A prime suspect is a person believed by law enforcement officials to have committed a specific crime or more than one. The narrowing down of suspects to arrive at a single one, on which most investigation will focus, is necessary to obtain a criminal conviction. Often, investigators have a good sense of the identity of a perpetrator, but being a prime suspect doesn’t make a person guilty. Investigators need to prove guilt by linking a person, through evidence, in several ways to the crime committed. It’s noteworthy that prime suspects aren’t always guilty, and focused investigation of a suspect can sometimes overlook evidence linking other people to a crime.
There are many reasons why someone might be considered a prime suspect. The most desirable reason from an investigative standpoint is that there is a preponderance of different forms of evidence linking the person to the crime, such as DNA evidence, fingerprints, established intent to the commit the crime, witness testimony, and et cetera. Such crimes are easily solved and frequently prosecuted successfully.
In other instances, there is not significant evidence, or only a small amount that links the prime suspect to a crime. In these cases, existing evidence still makes it most likely that someone committed the crime, and more possible that the person suspected committed the crime instead of any other suspects. Occasionally, there are no other realistic suspects and it appears the prime suspect is the only person who could have committed a certain crime. In such a circumstance, someone may become the prime suspect by default.
Suspecting someone and convicting someone are not the same thing. Investigators can have good reasons for identifying a prime suspect, but this doesn’t mean they have evidence that courts or juries will accept. Once an investigation becomes focused on a particular individual, or a few people if the crime is thought to have multiple perpetrators, it turns to finding more evidence that can be successfully used in court to convict someone of a crime. There are many crimes lacking the evidence to try a prime suspect, and even if investigators are quite sure of a person’s guilt, they may not be able to do anything about it.
History of investigation is full of examples where people who were innocent were considered prime suspects. For instance, any types of kidnapping, child disappearance, or child murder cases tend to mean the first prime suspects are the parents, since parents have the most access to their children. For innocent parents, sudden accusations about hurting their own missing or deceased children can be devastating. Good investigatory techniques tend to mean such investigation of parents stops as soon as other leads are discovered, but many instances of hard-hitting investigation of parents have occurred. On the other hand, investigators have good reasons for identifying a parent or both parents as prime suspects because there is an equally long history of parents committing horrific crimes against their children, and statistically, parents, rather than others, are most likely to hurt their own children.

- _To do_:
Set down the passage of the prime suspect text exactly, starting at "In other instances, there" and ending at "suspect by default.".

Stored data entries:
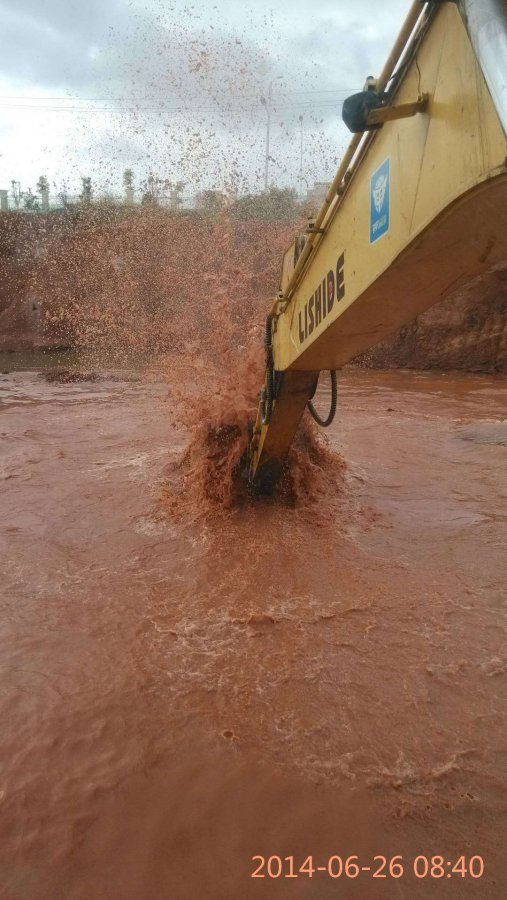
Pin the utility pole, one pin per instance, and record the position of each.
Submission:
(267, 104)
(301, 161)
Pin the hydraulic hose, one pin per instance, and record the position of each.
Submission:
(267, 394)
(324, 423)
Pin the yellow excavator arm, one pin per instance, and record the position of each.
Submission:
(417, 208)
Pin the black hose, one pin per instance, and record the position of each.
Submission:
(267, 394)
(324, 423)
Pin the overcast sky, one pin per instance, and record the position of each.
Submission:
(90, 87)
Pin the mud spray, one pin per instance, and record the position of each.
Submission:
(191, 679)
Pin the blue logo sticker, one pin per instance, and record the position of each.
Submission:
(379, 202)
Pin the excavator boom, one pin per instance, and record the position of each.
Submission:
(417, 209)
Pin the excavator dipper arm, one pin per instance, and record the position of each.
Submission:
(417, 209)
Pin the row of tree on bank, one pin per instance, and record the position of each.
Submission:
(273, 204)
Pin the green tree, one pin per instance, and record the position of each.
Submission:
(30, 201)
(42, 188)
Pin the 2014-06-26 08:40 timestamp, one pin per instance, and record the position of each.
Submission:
(378, 867)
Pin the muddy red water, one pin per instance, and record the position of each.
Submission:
(322, 678)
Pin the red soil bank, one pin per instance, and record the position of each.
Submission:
(146, 280)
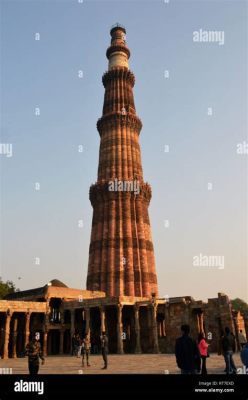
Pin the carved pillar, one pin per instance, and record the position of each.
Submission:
(45, 342)
(137, 329)
(200, 316)
(6, 336)
(87, 317)
(14, 337)
(154, 328)
(61, 342)
(102, 312)
(27, 328)
(72, 326)
(119, 330)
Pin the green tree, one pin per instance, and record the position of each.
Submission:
(240, 305)
(6, 288)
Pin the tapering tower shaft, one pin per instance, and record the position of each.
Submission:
(121, 256)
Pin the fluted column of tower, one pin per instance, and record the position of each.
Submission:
(121, 256)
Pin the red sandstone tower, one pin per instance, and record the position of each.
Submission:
(121, 256)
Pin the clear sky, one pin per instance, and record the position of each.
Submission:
(187, 218)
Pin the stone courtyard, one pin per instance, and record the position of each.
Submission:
(118, 364)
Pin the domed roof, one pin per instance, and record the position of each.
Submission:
(57, 283)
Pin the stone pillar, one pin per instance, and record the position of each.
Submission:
(14, 337)
(154, 328)
(119, 330)
(201, 326)
(72, 326)
(45, 342)
(137, 329)
(87, 317)
(102, 311)
(27, 328)
(6, 336)
(61, 342)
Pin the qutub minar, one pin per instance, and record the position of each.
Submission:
(122, 293)
(121, 260)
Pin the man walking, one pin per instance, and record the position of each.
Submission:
(34, 353)
(242, 339)
(104, 346)
(187, 353)
(86, 349)
(228, 346)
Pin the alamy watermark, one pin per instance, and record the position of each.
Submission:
(209, 261)
(124, 186)
(23, 386)
(209, 36)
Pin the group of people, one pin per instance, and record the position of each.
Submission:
(83, 347)
(191, 355)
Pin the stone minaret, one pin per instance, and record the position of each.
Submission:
(121, 256)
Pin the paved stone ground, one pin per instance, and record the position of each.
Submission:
(118, 364)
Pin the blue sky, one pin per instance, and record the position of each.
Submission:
(202, 149)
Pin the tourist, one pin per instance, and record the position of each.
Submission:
(94, 345)
(73, 345)
(242, 339)
(34, 353)
(228, 346)
(244, 357)
(104, 347)
(79, 346)
(220, 350)
(187, 353)
(86, 349)
(203, 349)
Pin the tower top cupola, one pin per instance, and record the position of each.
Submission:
(118, 53)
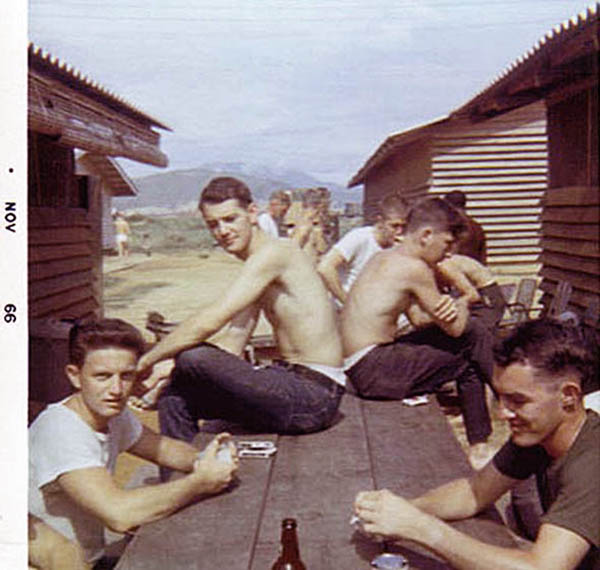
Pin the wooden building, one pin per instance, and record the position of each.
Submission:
(67, 111)
(500, 164)
(113, 182)
(562, 71)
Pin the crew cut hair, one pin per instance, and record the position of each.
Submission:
(392, 203)
(552, 347)
(103, 333)
(225, 188)
(282, 196)
(436, 213)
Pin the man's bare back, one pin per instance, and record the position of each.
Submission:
(297, 306)
(277, 277)
(394, 281)
(299, 393)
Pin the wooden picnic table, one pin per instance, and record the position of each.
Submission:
(314, 478)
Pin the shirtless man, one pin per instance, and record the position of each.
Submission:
(443, 348)
(353, 251)
(300, 393)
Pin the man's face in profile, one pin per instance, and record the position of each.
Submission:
(531, 407)
(438, 245)
(391, 228)
(231, 224)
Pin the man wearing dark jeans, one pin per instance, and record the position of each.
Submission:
(209, 381)
(447, 345)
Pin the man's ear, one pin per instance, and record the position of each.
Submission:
(253, 212)
(425, 234)
(72, 372)
(570, 394)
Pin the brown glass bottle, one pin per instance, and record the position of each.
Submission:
(289, 559)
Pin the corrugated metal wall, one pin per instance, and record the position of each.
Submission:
(502, 166)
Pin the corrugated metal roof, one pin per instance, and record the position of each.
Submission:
(392, 143)
(556, 36)
(43, 62)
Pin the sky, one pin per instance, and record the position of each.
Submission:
(309, 85)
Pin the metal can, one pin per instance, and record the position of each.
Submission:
(389, 561)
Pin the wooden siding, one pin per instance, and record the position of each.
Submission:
(62, 264)
(407, 171)
(570, 243)
(502, 166)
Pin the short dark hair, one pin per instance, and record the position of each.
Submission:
(436, 213)
(456, 198)
(550, 346)
(103, 333)
(282, 196)
(392, 203)
(225, 188)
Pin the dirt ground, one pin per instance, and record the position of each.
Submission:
(175, 286)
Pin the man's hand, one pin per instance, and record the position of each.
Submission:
(149, 376)
(214, 474)
(452, 271)
(446, 310)
(384, 513)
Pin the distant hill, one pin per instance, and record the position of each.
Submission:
(180, 189)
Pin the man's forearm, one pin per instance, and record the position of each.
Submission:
(466, 553)
(452, 501)
(142, 505)
(186, 335)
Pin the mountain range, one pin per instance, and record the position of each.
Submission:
(178, 190)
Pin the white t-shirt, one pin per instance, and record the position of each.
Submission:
(356, 247)
(267, 224)
(59, 442)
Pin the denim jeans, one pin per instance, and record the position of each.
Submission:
(422, 361)
(210, 383)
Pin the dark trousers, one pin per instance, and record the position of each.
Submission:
(210, 383)
(490, 309)
(422, 361)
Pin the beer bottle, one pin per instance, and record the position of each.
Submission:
(289, 559)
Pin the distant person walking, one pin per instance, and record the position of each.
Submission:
(271, 220)
(472, 242)
(122, 231)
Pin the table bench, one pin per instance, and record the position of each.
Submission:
(314, 478)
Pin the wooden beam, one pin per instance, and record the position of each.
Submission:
(80, 122)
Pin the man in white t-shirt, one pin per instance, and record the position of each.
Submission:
(279, 204)
(341, 265)
(74, 444)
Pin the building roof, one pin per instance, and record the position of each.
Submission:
(110, 171)
(550, 63)
(77, 112)
(566, 54)
(42, 61)
(393, 143)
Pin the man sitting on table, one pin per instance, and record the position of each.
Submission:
(351, 253)
(298, 394)
(74, 444)
(446, 345)
(538, 377)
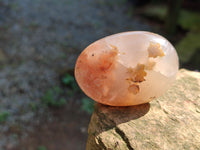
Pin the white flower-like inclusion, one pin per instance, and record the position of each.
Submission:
(128, 68)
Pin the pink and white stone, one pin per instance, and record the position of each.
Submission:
(128, 68)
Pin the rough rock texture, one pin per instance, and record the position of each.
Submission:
(169, 122)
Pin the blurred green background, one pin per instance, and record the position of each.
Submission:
(41, 105)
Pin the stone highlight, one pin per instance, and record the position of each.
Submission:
(127, 68)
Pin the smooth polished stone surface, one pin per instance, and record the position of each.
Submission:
(128, 68)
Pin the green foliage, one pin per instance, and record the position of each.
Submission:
(157, 12)
(188, 46)
(4, 116)
(33, 106)
(41, 148)
(87, 105)
(189, 20)
(53, 98)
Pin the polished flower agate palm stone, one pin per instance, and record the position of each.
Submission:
(127, 68)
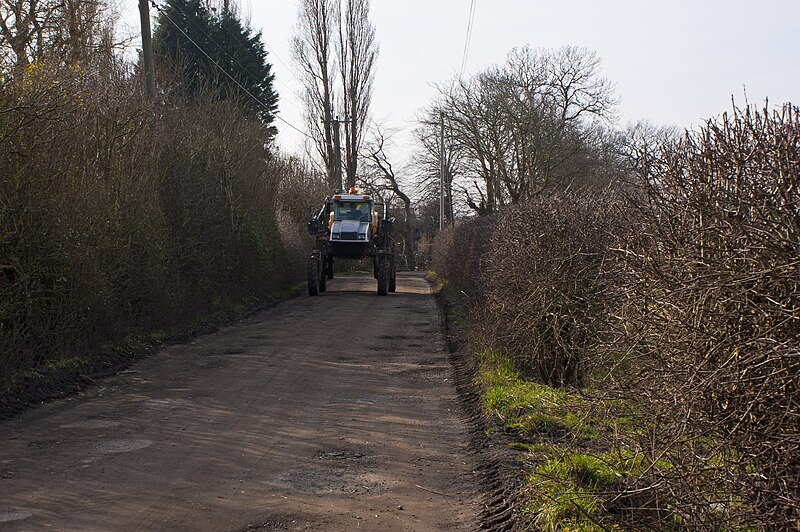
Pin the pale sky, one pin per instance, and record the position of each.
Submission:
(674, 62)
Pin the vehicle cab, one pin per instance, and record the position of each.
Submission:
(353, 222)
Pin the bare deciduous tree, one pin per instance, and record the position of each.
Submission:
(527, 125)
(381, 175)
(357, 55)
(312, 50)
(335, 47)
(67, 31)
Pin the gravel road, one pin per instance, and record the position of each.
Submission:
(336, 412)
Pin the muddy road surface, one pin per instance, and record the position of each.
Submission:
(336, 412)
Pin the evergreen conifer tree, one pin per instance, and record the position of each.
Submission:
(216, 52)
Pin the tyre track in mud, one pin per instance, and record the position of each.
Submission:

- _Answer box_:
In other instances, there is not significant evidence, or only a small amount that links the prime suspect to a crime. In these cases, existing evidence still makes it most likely that someone committed the crime, and more possible that the person suspected committed the crime instead of any other suspects. Occasionally, there are no other realistic suspects and it appears the prime suspect is the only person who could have committed a certain crime. In such a circumstance, someone may become the prime suspect by default.